QUOTED TEXT
Daniel McIntyre | 2023 | Canada | 7 min | NA Premiere

An obsessive review of an obsessive system; a diary of the recent spate of tech industry layoffs and the psychic damage left in their wake. Through the use of artificial intelligence with analogue 16mm hand processing, Commerce submits to and explores the minds of leaders that exploit human labour, aroused by the technology poised to replace it. Who cares about the workers; a CEO should never have to choose between getting laid or getting laid off.

Daniel McIntyre is a celluloid-based artist working with concepts of memory, identity and history. Using hand-processing, found footage and photographic techniques, his work involves a crucial connection between visual structure and subject matter. McIntyre holds an MFA from York University and exhibits worldwide at venues including Oberhausen Kurzfilmtage, The National Gallery of Art, Cinémathèque Québécoise, British Film Institute, Istanbul Modern and Museum of the Moving Image. He is currently experimenting with organic film chemistry, animation techniques and formal structures.

Color Negative

Sara Sowell | 2022 | USA | 6 min | Cdn Premiere

Guesstimating the ecological impact of artist-made film across the private airlines of the Kardashian-Jenners. Film turns facts into flicker.

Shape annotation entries
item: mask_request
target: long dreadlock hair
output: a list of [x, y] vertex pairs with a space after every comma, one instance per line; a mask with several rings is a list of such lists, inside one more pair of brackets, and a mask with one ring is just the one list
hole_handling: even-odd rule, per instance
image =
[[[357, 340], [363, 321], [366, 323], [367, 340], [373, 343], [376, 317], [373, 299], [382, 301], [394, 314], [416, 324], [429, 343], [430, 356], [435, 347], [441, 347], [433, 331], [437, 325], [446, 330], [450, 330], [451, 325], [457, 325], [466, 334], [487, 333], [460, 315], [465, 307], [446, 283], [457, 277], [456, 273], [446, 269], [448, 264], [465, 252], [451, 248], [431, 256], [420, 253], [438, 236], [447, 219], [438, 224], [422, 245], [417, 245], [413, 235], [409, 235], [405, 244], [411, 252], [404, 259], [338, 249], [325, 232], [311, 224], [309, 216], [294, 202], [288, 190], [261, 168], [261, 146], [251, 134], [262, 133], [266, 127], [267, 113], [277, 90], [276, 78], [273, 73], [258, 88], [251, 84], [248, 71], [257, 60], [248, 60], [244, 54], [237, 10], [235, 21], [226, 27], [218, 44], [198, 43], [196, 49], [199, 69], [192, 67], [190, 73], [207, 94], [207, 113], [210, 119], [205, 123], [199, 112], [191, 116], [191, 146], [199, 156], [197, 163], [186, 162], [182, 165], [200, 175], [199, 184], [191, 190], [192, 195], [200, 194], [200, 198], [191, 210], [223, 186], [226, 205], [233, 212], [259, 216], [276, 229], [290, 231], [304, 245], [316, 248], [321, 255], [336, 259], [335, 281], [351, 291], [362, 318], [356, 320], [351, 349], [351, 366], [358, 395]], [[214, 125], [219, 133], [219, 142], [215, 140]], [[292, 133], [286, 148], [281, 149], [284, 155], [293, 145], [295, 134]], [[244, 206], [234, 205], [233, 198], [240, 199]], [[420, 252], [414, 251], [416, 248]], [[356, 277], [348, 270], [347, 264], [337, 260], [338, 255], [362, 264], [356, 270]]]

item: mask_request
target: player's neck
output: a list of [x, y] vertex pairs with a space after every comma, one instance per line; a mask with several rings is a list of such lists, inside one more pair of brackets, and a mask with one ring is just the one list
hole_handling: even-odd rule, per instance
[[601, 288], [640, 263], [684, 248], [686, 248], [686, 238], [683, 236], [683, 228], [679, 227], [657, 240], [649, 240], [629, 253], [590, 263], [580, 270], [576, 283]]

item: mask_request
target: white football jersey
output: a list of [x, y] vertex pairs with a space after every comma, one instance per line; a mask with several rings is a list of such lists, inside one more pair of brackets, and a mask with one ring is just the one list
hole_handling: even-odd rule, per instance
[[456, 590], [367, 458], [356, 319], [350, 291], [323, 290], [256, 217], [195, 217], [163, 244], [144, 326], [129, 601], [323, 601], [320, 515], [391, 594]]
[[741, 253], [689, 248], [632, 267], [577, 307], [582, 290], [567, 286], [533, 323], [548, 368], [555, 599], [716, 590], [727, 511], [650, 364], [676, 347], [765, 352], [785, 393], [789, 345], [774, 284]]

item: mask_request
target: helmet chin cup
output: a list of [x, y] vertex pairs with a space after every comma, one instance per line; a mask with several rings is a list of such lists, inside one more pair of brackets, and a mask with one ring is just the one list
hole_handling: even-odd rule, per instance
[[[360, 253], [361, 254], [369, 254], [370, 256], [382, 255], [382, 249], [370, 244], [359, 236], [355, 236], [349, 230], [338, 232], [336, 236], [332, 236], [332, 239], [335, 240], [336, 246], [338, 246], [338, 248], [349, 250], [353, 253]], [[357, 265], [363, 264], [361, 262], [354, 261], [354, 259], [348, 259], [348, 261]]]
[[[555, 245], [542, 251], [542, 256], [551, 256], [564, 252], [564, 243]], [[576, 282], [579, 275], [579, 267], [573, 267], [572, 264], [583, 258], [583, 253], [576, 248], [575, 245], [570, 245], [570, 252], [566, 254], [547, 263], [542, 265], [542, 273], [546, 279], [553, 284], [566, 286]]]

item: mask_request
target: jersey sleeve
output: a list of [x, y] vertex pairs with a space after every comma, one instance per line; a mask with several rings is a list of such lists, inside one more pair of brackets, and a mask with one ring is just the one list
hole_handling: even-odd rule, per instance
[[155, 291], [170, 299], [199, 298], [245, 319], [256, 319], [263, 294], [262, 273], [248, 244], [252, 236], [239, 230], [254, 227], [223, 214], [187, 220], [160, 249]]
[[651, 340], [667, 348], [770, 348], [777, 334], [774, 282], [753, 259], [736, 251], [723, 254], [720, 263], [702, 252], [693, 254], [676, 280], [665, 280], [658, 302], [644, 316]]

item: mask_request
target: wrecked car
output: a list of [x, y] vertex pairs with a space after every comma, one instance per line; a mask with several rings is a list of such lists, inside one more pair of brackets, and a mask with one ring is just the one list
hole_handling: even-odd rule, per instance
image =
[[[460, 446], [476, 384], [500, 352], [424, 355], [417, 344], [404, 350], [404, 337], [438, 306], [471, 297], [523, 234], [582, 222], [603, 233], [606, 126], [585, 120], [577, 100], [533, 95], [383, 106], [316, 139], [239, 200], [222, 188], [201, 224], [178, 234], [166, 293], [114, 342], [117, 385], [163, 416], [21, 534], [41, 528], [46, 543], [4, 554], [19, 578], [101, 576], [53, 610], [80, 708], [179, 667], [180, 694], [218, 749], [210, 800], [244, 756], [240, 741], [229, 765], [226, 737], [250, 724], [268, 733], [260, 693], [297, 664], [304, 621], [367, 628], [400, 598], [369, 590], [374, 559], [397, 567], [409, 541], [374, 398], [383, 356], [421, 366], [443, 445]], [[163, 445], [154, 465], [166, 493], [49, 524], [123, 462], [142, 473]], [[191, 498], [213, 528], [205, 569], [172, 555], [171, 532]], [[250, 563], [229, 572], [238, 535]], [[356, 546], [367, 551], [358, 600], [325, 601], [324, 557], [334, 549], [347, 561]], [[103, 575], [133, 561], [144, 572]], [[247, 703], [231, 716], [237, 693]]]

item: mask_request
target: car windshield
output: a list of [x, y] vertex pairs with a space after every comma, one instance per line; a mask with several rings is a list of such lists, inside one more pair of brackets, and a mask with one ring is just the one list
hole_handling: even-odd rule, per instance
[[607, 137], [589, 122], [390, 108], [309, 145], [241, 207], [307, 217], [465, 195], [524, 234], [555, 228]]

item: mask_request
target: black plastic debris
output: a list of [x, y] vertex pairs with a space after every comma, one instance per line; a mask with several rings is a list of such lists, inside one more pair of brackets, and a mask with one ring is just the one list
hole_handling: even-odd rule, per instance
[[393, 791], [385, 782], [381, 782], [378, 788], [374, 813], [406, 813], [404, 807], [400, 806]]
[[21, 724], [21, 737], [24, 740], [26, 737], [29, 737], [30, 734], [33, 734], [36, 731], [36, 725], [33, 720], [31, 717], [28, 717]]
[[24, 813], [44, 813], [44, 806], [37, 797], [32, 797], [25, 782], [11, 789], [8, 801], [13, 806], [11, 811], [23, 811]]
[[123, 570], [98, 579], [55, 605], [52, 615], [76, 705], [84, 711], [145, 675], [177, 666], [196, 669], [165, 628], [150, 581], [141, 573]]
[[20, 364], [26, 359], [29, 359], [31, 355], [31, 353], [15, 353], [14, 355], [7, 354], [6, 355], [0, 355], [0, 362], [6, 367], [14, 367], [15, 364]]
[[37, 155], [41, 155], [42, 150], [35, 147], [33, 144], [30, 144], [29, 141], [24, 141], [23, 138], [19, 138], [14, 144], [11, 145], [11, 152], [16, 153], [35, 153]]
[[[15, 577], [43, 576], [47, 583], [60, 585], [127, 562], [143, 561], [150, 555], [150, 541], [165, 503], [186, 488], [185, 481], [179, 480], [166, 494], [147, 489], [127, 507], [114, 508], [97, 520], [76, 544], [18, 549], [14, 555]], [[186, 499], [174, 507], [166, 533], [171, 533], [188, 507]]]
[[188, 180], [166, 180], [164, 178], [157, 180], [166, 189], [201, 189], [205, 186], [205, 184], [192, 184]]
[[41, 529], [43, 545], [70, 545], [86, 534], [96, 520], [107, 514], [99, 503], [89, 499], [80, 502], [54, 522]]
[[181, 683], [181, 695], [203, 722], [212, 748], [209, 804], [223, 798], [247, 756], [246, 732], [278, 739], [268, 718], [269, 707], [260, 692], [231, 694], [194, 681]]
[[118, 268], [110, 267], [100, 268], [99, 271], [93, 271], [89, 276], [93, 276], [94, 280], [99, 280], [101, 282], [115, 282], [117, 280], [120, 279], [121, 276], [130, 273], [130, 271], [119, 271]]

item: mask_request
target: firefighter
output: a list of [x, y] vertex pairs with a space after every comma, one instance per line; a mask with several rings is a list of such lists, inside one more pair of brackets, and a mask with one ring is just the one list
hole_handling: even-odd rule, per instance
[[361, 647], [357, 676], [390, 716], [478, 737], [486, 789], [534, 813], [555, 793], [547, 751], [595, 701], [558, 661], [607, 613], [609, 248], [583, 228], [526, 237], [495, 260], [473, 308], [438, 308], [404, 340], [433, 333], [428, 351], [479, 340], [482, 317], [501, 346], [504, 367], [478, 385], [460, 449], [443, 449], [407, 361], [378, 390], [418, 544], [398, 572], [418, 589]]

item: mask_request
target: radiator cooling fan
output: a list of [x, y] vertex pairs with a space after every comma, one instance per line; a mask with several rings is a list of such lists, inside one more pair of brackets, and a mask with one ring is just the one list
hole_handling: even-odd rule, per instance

EXERCISES
1. According to the film program notes, where did Daniel McIntyre earn his MFA?
2. Pull out every line of the records that contains the string "target", matching case exactly.
The film program notes and the records were taken from unrelated sources.

RESPONSES FOR EACH TASK
1. York University

2.
target: long dreadlock hair
target: player's neck
target: white football jersey
target: helmet chin cup
target: jersey sleeve
target: wrecked car
target: car windshield
target: black plastic debris
target: firefighter
target: radiator cooling fan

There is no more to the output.